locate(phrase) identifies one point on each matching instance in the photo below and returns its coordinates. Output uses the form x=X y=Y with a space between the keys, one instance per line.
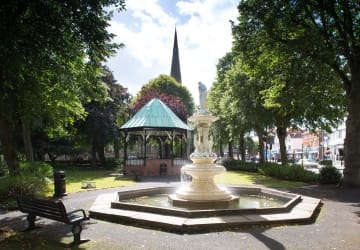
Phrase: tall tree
x=104 y=118
x=51 y=54
x=326 y=32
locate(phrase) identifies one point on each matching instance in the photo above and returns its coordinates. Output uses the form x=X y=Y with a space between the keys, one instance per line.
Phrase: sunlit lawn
x=102 y=179
x=106 y=179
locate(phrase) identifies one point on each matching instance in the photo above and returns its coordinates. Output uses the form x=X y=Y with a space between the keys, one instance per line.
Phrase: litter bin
x=59 y=184
x=163 y=169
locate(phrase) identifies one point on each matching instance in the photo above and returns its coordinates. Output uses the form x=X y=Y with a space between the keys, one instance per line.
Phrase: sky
x=147 y=30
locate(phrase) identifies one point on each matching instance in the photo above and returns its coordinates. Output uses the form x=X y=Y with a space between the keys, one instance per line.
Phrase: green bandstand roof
x=155 y=115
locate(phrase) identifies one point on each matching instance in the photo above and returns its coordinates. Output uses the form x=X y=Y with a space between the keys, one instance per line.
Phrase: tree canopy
x=168 y=90
x=326 y=35
x=51 y=54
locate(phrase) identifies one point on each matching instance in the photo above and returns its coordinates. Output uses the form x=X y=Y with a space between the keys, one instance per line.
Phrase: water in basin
x=246 y=201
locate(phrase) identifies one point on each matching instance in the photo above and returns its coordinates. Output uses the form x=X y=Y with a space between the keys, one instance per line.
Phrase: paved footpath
x=336 y=227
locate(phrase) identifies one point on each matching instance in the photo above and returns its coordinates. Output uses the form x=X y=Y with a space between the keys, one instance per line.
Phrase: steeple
x=175 y=63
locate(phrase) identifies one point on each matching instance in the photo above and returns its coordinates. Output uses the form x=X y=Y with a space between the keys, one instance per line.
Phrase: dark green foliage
x=112 y=163
x=326 y=162
x=232 y=164
x=24 y=185
x=330 y=175
x=32 y=181
x=287 y=172
x=37 y=169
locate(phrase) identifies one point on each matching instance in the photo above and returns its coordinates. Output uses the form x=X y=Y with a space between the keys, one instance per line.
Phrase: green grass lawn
x=102 y=178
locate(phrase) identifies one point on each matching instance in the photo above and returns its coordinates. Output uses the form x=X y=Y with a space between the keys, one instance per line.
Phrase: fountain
x=201 y=204
x=202 y=191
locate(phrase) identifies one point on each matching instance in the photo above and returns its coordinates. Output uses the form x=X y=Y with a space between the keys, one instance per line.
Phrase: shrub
x=287 y=172
x=232 y=164
x=330 y=175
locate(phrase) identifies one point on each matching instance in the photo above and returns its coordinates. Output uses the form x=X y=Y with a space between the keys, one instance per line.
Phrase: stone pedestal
x=203 y=192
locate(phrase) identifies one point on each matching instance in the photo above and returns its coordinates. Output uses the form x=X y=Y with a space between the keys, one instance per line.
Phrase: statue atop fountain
x=202 y=191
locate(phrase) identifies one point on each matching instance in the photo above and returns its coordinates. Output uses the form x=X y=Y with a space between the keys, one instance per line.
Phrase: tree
x=51 y=54
x=328 y=34
x=266 y=44
x=104 y=118
x=236 y=96
x=172 y=93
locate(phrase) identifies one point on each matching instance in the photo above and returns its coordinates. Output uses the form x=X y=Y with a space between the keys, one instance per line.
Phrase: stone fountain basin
x=110 y=207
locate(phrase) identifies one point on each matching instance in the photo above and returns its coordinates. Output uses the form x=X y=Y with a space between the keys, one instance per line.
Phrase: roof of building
x=155 y=115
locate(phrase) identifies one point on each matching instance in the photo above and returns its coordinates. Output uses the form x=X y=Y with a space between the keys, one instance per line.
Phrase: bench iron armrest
x=72 y=213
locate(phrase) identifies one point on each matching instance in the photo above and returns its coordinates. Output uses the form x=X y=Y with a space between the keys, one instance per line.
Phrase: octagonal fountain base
x=118 y=208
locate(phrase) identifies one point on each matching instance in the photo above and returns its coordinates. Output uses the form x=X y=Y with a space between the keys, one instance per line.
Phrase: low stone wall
x=155 y=167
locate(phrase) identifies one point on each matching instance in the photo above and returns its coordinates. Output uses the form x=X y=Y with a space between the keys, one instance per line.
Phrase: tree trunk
x=281 y=133
x=352 y=140
x=230 y=145
x=26 y=133
x=242 y=150
x=260 y=132
x=116 y=148
x=7 y=138
x=101 y=153
x=93 y=152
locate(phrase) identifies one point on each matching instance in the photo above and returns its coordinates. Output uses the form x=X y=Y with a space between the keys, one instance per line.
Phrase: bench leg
x=76 y=230
x=31 y=222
--------------------------------------------------
### YANG PERLU DIKERJAKAN
Hitunglah banyaknya baris pada materi di atas yang memuat kata "stone". Tuliskan angkanya saja.

### JAWABAN LATIHAN
3